§ SOURCE MATERIAL
== Segment start ==

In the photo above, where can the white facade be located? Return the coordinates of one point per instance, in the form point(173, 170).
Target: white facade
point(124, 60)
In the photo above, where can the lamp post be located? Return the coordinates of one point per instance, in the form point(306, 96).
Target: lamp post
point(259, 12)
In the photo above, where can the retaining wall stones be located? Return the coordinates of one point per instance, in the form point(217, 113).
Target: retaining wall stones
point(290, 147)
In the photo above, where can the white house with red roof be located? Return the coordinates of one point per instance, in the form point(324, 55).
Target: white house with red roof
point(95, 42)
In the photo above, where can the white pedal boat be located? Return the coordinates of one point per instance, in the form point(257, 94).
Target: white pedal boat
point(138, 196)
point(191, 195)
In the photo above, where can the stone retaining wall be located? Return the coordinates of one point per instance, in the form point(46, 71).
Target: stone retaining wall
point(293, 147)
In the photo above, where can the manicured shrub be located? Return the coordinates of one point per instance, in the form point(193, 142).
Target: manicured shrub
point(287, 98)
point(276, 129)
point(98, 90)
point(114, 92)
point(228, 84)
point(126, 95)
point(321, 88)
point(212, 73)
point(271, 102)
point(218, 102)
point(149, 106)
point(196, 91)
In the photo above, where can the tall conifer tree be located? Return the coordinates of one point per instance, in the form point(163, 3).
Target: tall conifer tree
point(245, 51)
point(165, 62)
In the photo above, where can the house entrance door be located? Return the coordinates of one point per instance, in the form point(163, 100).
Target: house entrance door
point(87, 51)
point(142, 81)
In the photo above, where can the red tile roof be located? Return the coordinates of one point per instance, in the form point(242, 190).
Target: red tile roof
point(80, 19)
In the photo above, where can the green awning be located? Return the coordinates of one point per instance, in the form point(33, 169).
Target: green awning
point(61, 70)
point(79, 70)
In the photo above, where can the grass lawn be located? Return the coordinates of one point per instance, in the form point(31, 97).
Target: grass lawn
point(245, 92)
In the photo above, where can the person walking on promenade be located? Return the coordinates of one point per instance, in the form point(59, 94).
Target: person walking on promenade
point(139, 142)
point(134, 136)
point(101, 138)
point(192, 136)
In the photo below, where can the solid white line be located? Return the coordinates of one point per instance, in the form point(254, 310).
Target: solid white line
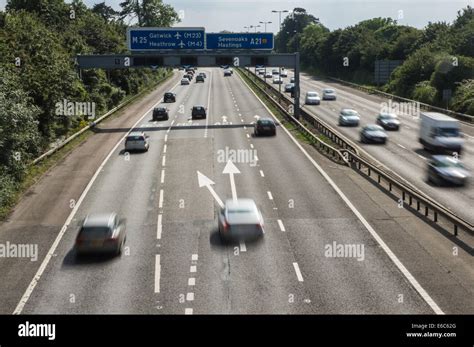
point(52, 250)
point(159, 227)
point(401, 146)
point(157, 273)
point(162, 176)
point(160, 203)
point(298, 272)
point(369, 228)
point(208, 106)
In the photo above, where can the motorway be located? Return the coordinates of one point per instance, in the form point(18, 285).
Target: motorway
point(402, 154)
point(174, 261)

== Segment end ==

§ ABOUT THIS EXERCISE
Repeat all of the records verbatim, leaving out the pictures.

§ FINISHED EXERCISE
In the photo above, where can the white facade be located? Return the coordinates of one point per instance, in the form point(173, 170).
Target: white facade
point(124, 60)
In the photo above, where can the lamp post be located? Return the coordinates of one point per instance, in the form point(306, 96).
Target: lamp post
point(259, 12)
In the photo above, where can the retaining wall stones be located? Return the coordinates of one point per instance, in the form point(217, 113).
Target: retaining wall stones
point(290, 147)
In the photo above, where can the white house with red roof be located? Return the coordinates of one point per instance, in the form point(324, 55).
Target: white house with red roof
point(95, 42)
In the photo above, where can the white pedal boat be located? Return the coordinates of one point per instance, in the form point(257, 94).
Target: white pedal boat
point(138, 196)
point(191, 195)
In the photo above, where can the stone retaining wall be located? Return the coordinates of one point per instance, in the form point(46, 71).
Target: stone retaining wall
point(293, 147)
In the photo above, where can the manicured shrub be located? Return the coordinates of one point per instance, in the form point(193, 142).
Target: manicured shrub
point(287, 98)
point(276, 129)
point(98, 90)
point(114, 92)
point(228, 84)
point(126, 95)
point(321, 88)
point(212, 73)
point(271, 102)
point(218, 102)
point(149, 106)
point(196, 91)
In the photo above, where can the tall conifer tree be located? Return the coordinates of one point per instance, in the form point(163, 3).
Target: tall conifer tree
point(245, 51)
point(165, 62)
In the photo above, where can the house entrance door be located? Return the coordinates of one point per instance, in the form point(163, 100).
Target: house entrance door
point(87, 51)
point(142, 81)
In the photo above, where can the red tile roof be located? Return the coordinates of one point per instance, in the form point(242, 190).
Target: red tile roof
point(80, 19)
In the photo above, where can the green awning be located? Return the coordinates of one point per instance, in the form point(33, 169).
Target: green awning
point(61, 70)
point(79, 70)
In the photo above, where can the grass lawn be located? Return the coordinates of one point per instance, in the form point(31, 97).
Target: grass lawn
point(245, 92)
In the photo above, where can the person walking on promenade be located? Return the coordinates of one point per instance, in the form point(59, 94).
Target: person walking on promenade
point(139, 142)
point(134, 136)
point(101, 138)
point(192, 136)
In the photo below, where can the solid white line be located? Return the coordinates of one point per instance, in the form point(254, 310).
Target: solid white line
point(52, 250)
point(159, 227)
point(401, 146)
point(157, 273)
point(162, 176)
point(160, 203)
point(298, 272)
point(369, 228)
point(208, 106)
In the photo above, where can the motorway be located? Return the coordinates of one point per instance, in the form point(18, 285).
Target: motorway
point(402, 154)
point(174, 261)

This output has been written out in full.